Labeled-object pointing entries:
==============================

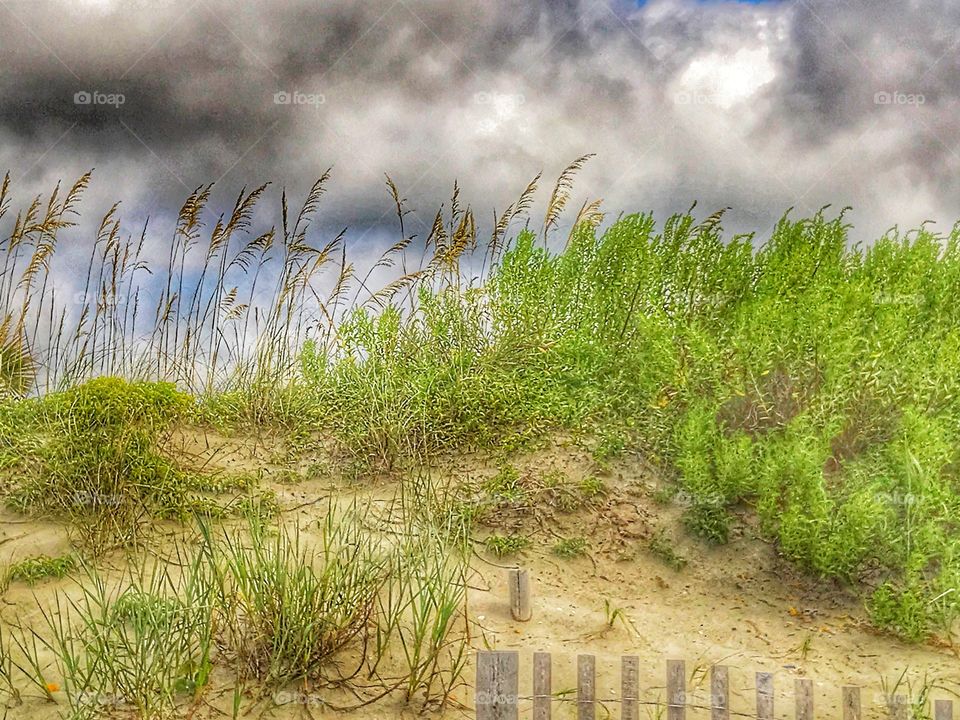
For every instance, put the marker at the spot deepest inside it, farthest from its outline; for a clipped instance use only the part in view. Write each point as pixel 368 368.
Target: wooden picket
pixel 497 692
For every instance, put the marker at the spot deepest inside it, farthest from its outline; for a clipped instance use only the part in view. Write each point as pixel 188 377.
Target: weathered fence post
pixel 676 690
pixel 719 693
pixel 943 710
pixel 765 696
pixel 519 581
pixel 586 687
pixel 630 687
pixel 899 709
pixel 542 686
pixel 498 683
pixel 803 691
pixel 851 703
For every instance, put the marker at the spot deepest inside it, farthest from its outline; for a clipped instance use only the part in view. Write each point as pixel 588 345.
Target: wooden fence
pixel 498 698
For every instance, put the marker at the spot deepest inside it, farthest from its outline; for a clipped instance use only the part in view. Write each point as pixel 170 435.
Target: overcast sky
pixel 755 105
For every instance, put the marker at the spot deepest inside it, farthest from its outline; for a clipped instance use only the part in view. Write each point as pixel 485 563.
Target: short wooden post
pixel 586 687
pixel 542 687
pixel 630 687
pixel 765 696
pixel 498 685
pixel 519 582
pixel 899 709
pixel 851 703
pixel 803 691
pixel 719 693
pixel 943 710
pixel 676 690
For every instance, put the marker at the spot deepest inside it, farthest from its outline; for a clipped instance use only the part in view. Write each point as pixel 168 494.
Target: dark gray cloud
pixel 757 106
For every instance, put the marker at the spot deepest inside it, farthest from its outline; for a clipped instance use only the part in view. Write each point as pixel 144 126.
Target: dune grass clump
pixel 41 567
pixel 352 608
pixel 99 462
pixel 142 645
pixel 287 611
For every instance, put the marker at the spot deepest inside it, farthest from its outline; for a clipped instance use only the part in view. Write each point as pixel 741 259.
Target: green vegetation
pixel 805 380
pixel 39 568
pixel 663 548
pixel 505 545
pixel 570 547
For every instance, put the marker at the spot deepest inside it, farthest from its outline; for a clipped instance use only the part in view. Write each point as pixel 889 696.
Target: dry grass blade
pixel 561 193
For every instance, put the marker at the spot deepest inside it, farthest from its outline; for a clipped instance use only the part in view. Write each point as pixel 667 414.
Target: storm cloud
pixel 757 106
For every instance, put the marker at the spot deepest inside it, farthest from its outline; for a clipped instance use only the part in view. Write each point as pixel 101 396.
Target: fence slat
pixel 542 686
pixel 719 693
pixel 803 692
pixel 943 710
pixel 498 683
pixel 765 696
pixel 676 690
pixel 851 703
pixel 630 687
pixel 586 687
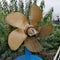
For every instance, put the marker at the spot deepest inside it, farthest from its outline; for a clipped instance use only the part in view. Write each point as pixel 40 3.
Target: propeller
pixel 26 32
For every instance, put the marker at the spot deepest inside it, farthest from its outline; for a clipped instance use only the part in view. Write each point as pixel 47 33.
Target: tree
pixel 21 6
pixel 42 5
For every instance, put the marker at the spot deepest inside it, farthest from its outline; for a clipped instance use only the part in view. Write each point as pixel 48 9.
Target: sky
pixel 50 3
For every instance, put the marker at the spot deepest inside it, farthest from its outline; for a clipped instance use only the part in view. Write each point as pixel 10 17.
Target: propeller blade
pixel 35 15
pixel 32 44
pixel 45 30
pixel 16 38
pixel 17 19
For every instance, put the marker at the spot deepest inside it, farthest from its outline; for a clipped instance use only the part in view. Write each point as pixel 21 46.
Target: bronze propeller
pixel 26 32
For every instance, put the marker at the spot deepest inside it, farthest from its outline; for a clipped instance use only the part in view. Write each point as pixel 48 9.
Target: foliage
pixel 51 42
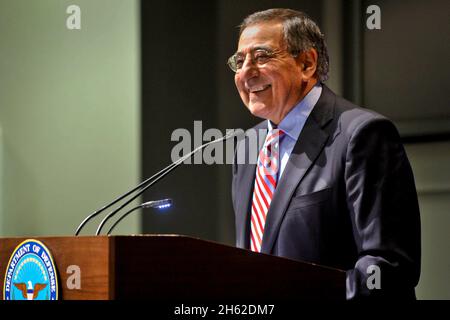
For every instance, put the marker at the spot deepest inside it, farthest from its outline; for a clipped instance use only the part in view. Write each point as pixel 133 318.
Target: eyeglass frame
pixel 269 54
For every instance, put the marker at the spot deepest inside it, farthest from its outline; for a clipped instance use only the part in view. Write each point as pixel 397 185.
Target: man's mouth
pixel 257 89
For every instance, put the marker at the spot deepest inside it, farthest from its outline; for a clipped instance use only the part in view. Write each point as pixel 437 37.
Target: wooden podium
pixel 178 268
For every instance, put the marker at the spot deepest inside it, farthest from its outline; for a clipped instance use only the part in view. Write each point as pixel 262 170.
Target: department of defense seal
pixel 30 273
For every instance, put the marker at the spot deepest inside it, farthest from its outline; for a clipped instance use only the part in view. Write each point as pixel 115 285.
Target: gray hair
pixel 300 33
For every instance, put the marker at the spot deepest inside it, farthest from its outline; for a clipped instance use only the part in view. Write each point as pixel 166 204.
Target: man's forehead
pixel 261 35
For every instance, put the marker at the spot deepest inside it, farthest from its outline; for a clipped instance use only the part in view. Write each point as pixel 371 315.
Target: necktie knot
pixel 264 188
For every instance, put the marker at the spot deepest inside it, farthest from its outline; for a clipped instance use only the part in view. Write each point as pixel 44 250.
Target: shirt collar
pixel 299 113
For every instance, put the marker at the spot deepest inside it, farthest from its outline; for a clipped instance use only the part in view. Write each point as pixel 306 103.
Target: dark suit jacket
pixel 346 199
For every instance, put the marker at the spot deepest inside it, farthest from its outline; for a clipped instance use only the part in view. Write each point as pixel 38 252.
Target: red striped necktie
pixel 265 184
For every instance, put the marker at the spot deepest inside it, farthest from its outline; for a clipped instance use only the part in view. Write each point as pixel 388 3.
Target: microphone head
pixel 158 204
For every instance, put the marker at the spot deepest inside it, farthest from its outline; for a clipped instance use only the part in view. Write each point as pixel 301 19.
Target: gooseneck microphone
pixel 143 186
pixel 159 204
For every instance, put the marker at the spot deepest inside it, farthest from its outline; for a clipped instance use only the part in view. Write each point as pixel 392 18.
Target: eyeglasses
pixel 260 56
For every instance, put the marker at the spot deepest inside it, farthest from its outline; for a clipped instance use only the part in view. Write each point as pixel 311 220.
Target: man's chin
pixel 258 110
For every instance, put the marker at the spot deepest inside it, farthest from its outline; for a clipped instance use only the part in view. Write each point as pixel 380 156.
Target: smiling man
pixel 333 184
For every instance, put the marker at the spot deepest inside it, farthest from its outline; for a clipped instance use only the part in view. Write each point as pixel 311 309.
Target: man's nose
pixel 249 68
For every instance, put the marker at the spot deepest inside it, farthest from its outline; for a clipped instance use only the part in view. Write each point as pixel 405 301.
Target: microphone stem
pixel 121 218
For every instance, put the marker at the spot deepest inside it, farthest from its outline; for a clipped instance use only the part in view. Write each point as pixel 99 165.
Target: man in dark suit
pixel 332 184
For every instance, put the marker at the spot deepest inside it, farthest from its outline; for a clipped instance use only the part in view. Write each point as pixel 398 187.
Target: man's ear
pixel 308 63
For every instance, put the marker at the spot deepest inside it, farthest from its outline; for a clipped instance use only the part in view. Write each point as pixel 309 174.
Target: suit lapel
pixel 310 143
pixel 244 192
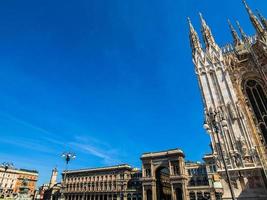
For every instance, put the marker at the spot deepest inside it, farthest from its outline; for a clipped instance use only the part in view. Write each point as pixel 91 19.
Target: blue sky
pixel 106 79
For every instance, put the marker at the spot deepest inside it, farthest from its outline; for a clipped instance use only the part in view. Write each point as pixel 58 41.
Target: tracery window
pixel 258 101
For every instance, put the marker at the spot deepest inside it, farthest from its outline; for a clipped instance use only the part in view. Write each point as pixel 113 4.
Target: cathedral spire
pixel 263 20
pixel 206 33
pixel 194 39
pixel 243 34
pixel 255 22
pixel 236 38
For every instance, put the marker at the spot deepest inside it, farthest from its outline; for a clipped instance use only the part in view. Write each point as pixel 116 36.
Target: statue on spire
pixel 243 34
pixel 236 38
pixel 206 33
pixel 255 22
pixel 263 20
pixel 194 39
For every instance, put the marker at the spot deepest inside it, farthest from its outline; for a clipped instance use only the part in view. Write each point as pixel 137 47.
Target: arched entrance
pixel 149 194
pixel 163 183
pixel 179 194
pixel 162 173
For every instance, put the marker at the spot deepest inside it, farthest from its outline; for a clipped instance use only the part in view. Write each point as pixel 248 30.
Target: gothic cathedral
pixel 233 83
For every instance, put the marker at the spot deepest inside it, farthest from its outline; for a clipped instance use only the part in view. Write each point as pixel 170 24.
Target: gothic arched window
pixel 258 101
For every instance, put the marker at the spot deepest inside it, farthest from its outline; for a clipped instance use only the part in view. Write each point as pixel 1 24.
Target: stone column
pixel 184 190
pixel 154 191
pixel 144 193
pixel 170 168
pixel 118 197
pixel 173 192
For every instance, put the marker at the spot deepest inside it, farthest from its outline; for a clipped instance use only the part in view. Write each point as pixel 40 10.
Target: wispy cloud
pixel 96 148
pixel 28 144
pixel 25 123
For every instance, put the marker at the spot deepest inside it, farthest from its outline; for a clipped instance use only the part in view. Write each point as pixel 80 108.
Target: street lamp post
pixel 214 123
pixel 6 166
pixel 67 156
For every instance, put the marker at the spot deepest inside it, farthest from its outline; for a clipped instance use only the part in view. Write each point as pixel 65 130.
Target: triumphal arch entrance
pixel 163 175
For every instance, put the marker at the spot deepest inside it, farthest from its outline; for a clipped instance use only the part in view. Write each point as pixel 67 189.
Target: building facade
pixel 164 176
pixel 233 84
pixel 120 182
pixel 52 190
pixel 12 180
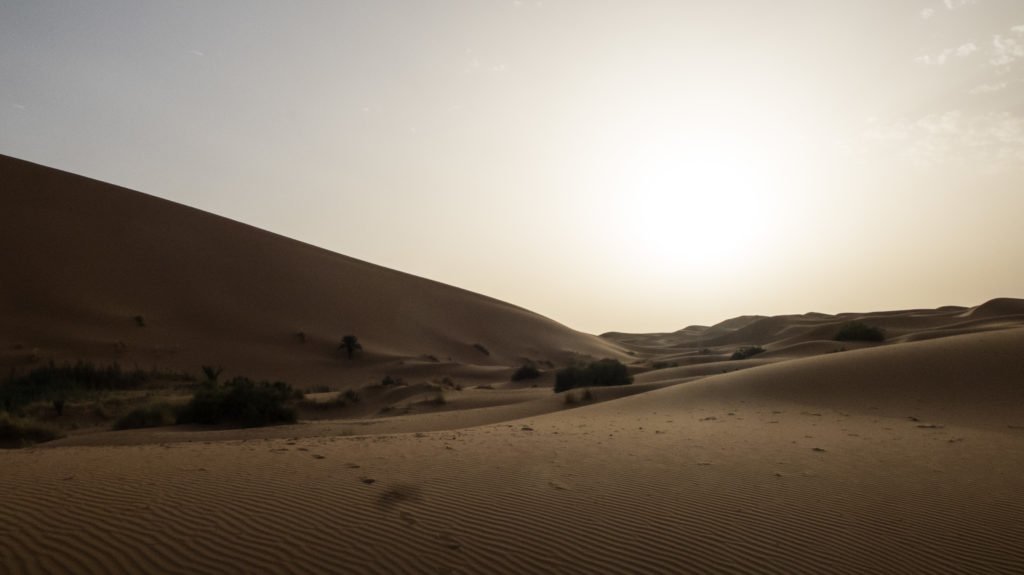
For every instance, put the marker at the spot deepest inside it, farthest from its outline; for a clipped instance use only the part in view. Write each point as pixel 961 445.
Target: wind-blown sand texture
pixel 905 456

==============================

Lay out the part of the items that opens with the line containing "pixel 99 165." and closes with the line containing "pixel 233 83" as a Markdown table with the columns Row and Text, one numbered row per line. Skip blank lines and leave the pictures out.

> **RESPONSE BELOW**:
| Row | Text |
|---|---|
| 1 | For every instance, put the marker at the spot deepest inside it, farthest from its outline; for a clipped instance use only the part in view. Write each point as pixel 99 165. |
| 2 | Target: man in dark suit |
| 3 | pixel 332 184 |
| 4 | For every instance, put the marker at the spot deepest inside it, farthest from its outline; for a clipped instance use only the part in view. Write each point as pixel 398 187. |
| 5 | Target: man's ear |
| 6 | pixel 308 63 |
| 7 | For every instance, put the marker at the spot deepest inside it, farthest from its outline; for a clipped instance use only the part in view. Write each point as pixel 309 174. |
| 8 | Target: suit lapel |
| 9 | pixel 310 143 |
| 10 | pixel 244 192 |
| 11 | For every instance, put the marker at the spot deepest inside it, farthest from its outline; for a clipped instance use only the part in view. Write each point as pixel 91 19. |
| 12 | Target: blue sky |
| 13 | pixel 106 79 |
| 14 | For every instance, put the marker at the spot deepest inside it, farthest from its outline; for a clipped instance use only the part in view. Write each point as pixel 58 41. |
| 15 | Target: tracery window |
| 16 | pixel 258 101 |
| 17 | For every instance, put the marker at the spot deepest inside it, farthest from its outline; for a clipped instance use only the part in view. Write each point as pixel 113 4. |
| 18 | Target: cathedral spire |
| 19 | pixel 263 20 |
| 20 | pixel 206 33 |
| 21 | pixel 194 39 |
| 22 | pixel 243 34 |
| 23 | pixel 255 22 |
| 24 | pixel 236 38 |
| 25 | For every instance, put the marker at the spot deepest inside it, farthest from its outline; for a clipped instance use only the part in view. Write each point as pixel 116 36. |
| 26 | Target: statue on spire |
| 27 | pixel 243 34 |
| 28 | pixel 236 38 |
| 29 | pixel 206 33 |
| 30 | pixel 255 22 |
| 31 | pixel 263 20 |
| 32 | pixel 194 39 |
| 33 | For every instance, put the marker at the spot deepest inside it, farthest from its outline; for a clipped instance use only the part in view. Write each point as pixel 137 47. |
| 34 | Target: arched entrance |
| 35 | pixel 149 194 |
| 36 | pixel 163 183 |
| 37 | pixel 179 194 |
| 38 | pixel 162 173 |
| 39 | For every instance, put the marker at the spot deepest inside it, farthest from its outline; for a clipped instance use only the part in view. Write each point as pixel 248 30. |
| 40 | Target: gothic cathedral |
| 41 | pixel 233 83 |